How many lines of the records below contain the string "planter"? Matching is case-sensitive; reply with the number alone.

════

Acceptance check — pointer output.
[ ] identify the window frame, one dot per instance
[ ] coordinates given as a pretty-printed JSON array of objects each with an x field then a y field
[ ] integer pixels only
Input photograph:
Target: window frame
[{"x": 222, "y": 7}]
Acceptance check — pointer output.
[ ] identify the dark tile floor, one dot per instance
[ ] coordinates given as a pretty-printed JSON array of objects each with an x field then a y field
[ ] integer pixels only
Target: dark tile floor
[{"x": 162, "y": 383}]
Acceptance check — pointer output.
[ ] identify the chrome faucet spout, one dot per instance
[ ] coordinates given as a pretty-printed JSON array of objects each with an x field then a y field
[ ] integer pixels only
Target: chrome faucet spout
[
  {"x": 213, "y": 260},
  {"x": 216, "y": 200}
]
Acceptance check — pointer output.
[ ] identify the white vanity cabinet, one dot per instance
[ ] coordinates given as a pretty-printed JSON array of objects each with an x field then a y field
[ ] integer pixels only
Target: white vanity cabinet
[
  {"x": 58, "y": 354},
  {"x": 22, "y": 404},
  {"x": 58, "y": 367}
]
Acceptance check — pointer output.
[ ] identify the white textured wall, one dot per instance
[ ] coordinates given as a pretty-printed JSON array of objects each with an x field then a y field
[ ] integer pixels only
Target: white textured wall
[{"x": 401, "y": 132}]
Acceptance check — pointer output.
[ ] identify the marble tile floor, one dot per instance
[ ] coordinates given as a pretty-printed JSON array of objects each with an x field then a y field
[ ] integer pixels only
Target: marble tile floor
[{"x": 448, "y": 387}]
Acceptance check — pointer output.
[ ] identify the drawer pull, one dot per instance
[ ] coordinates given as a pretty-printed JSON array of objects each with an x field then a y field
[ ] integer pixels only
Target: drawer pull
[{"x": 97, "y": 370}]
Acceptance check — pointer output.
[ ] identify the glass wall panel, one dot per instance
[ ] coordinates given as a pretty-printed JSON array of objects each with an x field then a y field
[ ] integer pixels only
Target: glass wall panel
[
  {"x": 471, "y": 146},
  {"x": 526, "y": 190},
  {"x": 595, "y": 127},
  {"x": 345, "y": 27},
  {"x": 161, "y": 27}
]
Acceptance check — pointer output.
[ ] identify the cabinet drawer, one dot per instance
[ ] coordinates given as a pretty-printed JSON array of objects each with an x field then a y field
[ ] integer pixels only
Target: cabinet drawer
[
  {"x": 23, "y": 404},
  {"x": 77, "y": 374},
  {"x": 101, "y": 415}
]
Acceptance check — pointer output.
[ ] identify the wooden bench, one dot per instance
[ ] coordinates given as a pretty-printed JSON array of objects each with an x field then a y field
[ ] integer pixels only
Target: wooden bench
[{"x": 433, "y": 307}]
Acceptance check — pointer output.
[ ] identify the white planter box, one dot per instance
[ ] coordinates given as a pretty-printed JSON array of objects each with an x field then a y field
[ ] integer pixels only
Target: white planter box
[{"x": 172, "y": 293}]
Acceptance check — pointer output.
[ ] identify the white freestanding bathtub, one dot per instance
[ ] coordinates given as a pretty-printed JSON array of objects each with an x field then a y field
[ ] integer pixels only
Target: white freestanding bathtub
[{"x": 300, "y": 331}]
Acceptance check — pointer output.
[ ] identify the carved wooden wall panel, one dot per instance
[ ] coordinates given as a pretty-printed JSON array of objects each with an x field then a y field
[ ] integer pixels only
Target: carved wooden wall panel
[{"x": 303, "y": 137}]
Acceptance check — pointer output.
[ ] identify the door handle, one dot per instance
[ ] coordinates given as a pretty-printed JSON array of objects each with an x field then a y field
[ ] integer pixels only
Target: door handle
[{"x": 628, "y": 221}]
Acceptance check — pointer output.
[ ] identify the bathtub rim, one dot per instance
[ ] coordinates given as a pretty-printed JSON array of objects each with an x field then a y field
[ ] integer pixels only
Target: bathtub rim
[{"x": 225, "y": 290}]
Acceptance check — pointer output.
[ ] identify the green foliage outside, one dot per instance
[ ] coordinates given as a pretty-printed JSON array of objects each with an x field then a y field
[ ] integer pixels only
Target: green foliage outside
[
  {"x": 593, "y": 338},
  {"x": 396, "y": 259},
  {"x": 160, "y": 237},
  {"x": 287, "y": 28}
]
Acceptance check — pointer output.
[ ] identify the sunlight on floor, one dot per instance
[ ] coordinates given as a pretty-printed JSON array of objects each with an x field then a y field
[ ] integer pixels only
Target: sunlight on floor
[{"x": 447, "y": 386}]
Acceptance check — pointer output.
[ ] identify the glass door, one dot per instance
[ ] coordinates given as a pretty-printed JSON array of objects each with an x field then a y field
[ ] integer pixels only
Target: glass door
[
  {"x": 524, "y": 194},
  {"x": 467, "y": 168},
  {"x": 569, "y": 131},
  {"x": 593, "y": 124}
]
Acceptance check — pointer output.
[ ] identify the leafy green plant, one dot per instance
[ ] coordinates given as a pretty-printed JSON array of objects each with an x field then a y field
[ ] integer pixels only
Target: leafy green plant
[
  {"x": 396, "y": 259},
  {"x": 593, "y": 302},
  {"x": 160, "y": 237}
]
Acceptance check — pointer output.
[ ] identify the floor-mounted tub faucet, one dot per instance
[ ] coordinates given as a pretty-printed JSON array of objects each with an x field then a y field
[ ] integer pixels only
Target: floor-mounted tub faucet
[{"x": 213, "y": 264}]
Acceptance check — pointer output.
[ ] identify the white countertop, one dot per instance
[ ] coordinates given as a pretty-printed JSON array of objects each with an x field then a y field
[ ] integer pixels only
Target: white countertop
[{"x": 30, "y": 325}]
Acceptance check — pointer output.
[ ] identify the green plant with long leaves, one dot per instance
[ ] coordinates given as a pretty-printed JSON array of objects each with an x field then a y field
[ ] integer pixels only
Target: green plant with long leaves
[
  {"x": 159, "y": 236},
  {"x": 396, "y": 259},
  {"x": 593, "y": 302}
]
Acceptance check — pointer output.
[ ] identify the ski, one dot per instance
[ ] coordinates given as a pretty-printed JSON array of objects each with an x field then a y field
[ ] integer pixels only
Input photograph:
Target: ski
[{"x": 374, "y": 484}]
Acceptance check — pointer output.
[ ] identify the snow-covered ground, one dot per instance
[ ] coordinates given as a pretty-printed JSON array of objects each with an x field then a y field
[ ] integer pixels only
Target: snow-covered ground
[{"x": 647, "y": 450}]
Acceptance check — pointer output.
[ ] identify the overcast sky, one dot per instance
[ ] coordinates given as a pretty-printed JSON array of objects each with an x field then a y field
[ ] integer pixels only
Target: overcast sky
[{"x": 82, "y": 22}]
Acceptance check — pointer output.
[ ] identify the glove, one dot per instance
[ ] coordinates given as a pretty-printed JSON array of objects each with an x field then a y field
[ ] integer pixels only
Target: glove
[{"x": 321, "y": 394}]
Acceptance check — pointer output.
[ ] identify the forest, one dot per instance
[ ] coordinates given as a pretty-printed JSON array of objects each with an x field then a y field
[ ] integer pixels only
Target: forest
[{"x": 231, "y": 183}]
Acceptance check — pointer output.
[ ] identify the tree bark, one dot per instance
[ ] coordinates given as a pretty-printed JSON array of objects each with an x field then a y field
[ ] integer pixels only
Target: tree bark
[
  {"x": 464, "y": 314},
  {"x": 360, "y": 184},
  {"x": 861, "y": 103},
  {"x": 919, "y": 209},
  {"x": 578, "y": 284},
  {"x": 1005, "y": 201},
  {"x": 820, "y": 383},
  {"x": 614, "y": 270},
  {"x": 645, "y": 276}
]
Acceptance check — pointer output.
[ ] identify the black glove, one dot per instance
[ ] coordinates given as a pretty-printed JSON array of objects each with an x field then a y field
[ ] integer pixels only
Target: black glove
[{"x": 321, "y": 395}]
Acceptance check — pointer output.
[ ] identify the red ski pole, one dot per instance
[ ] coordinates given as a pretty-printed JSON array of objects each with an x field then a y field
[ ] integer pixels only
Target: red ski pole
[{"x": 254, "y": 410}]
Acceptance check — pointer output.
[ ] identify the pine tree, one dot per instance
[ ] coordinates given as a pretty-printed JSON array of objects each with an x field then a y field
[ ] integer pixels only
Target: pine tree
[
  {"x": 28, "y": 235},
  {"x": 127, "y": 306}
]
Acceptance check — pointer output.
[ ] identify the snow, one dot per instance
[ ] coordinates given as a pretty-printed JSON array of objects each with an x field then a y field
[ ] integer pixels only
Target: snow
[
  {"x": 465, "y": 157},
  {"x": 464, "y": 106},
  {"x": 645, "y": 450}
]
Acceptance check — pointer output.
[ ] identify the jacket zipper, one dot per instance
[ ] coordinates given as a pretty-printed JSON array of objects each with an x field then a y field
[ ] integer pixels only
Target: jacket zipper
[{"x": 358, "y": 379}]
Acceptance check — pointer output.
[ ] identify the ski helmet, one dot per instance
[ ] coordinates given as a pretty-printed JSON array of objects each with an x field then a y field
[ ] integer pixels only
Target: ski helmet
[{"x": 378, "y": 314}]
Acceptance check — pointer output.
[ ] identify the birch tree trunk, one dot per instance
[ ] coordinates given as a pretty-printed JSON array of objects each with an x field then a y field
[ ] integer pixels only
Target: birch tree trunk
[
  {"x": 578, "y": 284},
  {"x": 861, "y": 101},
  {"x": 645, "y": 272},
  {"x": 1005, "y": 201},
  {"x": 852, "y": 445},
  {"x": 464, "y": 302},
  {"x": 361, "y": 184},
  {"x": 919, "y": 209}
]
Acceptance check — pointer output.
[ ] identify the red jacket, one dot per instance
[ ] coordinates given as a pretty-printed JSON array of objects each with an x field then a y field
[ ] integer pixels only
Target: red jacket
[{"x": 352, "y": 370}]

════

▶ Complete answer:
2